## Provided entries
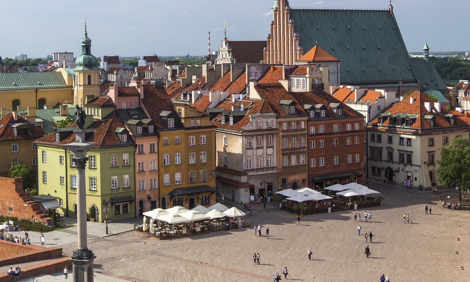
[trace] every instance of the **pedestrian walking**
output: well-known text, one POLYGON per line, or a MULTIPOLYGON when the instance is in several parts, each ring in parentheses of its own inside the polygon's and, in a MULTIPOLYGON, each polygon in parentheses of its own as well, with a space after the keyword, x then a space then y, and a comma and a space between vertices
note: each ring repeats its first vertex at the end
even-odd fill
POLYGON ((282 270, 282 273, 284 274, 284 278, 287 279, 287 274, 289 274, 287 273, 287 266, 284 266, 284 270, 282 270))

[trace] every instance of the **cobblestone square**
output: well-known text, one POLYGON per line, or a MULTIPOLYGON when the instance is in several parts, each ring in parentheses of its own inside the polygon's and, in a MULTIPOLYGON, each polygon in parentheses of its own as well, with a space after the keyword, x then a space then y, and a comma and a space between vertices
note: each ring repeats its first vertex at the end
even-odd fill
MULTIPOLYGON (((95 272, 141 282, 272 281, 270 275, 281 274, 284 266, 289 280, 303 281, 378 281, 383 274, 392 281, 469 277, 468 211, 441 209, 437 196, 377 184, 371 188, 385 199, 383 206, 371 209, 371 222, 360 223, 360 235, 352 210, 306 215, 300 226, 294 214, 279 211, 254 213, 251 227, 243 229, 162 241, 131 231, 89 239, 88 246, 97 256, 95 272), (425 214, 425 204, 432 205, 432 215, 425 214), (403 213, 413 224, 403 223, 403 213), (253 235, 253 224, 258 223, 263 235, 269 227, 269 239, 253 235), (364 235, 369 231, 374 242, 366 243, 364 235), (260 265, 253 263, 255 252, 260 265)), ((71 253, 76 244, 63 247, 71 253)))

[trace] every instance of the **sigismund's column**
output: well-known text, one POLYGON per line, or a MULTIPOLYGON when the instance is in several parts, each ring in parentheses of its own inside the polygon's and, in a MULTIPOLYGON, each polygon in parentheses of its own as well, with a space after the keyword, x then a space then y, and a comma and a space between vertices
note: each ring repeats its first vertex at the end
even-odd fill
POLYGON ((78 247, 70 259, 73 265, 74 282, 93 282, 93 260, 96 257, 86 245, 86 199, 85 165, 88 158, 86 152, 96 144, 86 142, 85 134, 92 133, 93 128, 74 130, 75 142, 64 147, 75 155, 77 169, 77 223, 78 226, 78 247))

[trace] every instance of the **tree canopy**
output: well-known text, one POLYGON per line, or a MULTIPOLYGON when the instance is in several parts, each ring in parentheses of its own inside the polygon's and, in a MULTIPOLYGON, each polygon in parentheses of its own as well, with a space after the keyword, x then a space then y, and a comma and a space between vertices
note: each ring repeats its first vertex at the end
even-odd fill
POLYGON ((36 184, 35 173, 30 172, 28 166, 21 162, 12 163, 8 172, 8 177, 11 178, 22 177, 24 188, 33 188, 36 184))
POLYGON ((446 186, 458 187, 461 190, 470 187, 470 141, 461 137, 453 138, 440 149, 441 159, 437 161, 438 180, 446 186))

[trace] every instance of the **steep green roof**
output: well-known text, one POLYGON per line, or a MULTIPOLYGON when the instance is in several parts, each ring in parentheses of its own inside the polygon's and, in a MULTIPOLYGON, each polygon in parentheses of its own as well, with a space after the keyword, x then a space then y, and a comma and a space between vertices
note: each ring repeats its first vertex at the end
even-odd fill
POLYGON ((0 90, 68 87, 59 72, 0 73, 0 90))
POLYGON ((432 63, 428 63, 423 58, 410 58, 410 61, 413 72, 420 84, 421 91, 434 89, 440 92, 449 92, 447 85, 432 63))
POLYGON ((342 84, 416 82, 389 11, 293 8, 290 15, 304 52, 318 45, 341 61, 342 84))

## What is asked
Reproduce all of the data above exactly, leaving out the pictures.

## Solution for this exercise
[trace] every instance of the **pedestrian walking**
output: well-known text, one POLYGON per line, or a MULTIPOLYGON when the instance is in several parts, each ring in parentheses of its own inside the polygon's and, in a MULTIPOLYGON, each polygon in parentheses of its own as well, with a space after the keyword, x then a space then y, and a comma and a space between vertices
note: each ring repeats its first vertex at the end
even-odd fill
POLYGON ((282 270, 282 273, 284 274, 284 278, 287 279, 287 274, 289 274, 287 273, 287 266, 284 266, 284 270, 282 270))

[trace] every instance of the **cobblestone square**
output: well-known text, one POLYGON per line, or a MULTIPOLYGON when the instance is in several parts, each ring in parentheses of its own inside the polygon's and, in a MULTIPOLYGON, each polygon in parentheses of its own as well, with a space after the keyword, x then a space then y, and a comma and a space between vertices
note: each ring repeats its first vertex at the end
even-odd fill
MULTIPOLYGON (((95 272, 141 282, 272 281, 270 275, 281 274, 284 266, 289 280, 303 281, 378 281, 383 274, 392 281, 469 277, 468 211, 441 209, 437 196, 377 184, 371 188, 385 199, 383 206, 371 209, 371 222, 360 223, 360 235, 352 210, 306 215, 300 226, 294 214, 279 211, 254 213, 251 227, 243 229, 162 241, 131 231, 89 239, 88 246, 97 256, 95 272), (425 214, 425 204, 432 205, 432 215, 425 214), (403 213, 413 224, 403 223, 403 213), (253 235, 253 224, 258 223, 263 235, 269 227, 269 239, 253 235), (364 235, 369 231, 374 242, 366 243, 364 235), (260 265, 253 263, 255 252, 260 265)), ((71 253, 76 244, 63 247, 71 253)))

[trace] every instance of the **sigismund's column**
output: well-known text, one POLYGON per line, or a MULTIPOLYGON when the instance is in several parts, each ring in parentheses of its own inside the polygon's and, in a MULTIPOLYGON, each polygon in parentheses of its own as well, with a space after the keyword, x then a space then y, and a comma and a space between vertices
note: each ring repeats its first vertex at the end
even-odd fill
POLYGON ((78 247, 70 259, 73 265, 74 282, 93 282, 93 260, 96 257, 86 245, 86 199, 85 165, 88 158, 86 152, 96 144, 86 142, 85 134, 92 133, 93 128, 74 130, 75 142, 64 147, 75 155, 77 169, 77 223, 78 226, 78 247))

[trace] every instance of the **tree canopy**
output: well-known text, one POLYGON per line, or a MULTIPOLYGON when the instance is in several parts, each ring in parentheses of its own inside the polygon's and, in a MULTIPOLYGON, each polygon in parentheses of its own as well, with a space after the keyword, x then a space then y, and a comma and a space between vertices
note: each ring repeats its first vertex at the end
even-odd fill
POLYGON ((36 184, 35 173, 30 172, 28 166, 21 162, 12 163, 8 172, 8 177, 11 178, 22 177, 24 188, 33 188, 36 184))
POLYGON ((446 186, 458 187, 461 190, 470 187, 470 141, 461 137, 453 138, 440 149, 441 159, 437 161, 438 180, 446 186))

[trace] every instance of the **steep green roof**
output: well-known text, one POLYGON per line, or a MULTIPOLYGON when the instance is in several parts, each ring in parentheses of its own inside the polygon's and, in a MULTIPOLYGON, each polygon in parentheses of its own as well, with a space after the keyword, x then a space then y, and a comma and a space between vertices
note: each ring repeats its first vertex at the end
even-odd fill
POLYGON ((0 90, 68 87, 59 72, 0 73, 0 90))
POLYGON ((432 63, 428 63, 423 58, 410 58, 410 61, 413 72, 420 84, 421 91, 434 89, 440 92, 449 92, 447 85, 432 63))
POLYGON ((342 84, 416 82, 389 11, 293 8, 290 15, 304 52, 318 45, 341 61, 342 84))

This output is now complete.